* WHAT IS NEEDED *
Set down, without alteration, the lines from the one that contains "[locate] the cake" through the final line of the material below.

* MATERIAL FOR THIS TASK *

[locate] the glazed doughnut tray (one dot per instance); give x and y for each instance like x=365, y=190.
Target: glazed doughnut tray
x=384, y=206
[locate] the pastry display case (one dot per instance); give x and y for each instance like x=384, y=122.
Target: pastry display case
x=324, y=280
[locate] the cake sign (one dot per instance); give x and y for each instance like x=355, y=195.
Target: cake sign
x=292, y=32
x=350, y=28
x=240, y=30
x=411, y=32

* THE COMPLETED TASK *
[locate] the cake sign (one dot per instance); give x and y for each instance like x=355, y=195.
Target: cake sign
x=292, y=32
x=350, y=28
x=240, y=30
x=411, y=32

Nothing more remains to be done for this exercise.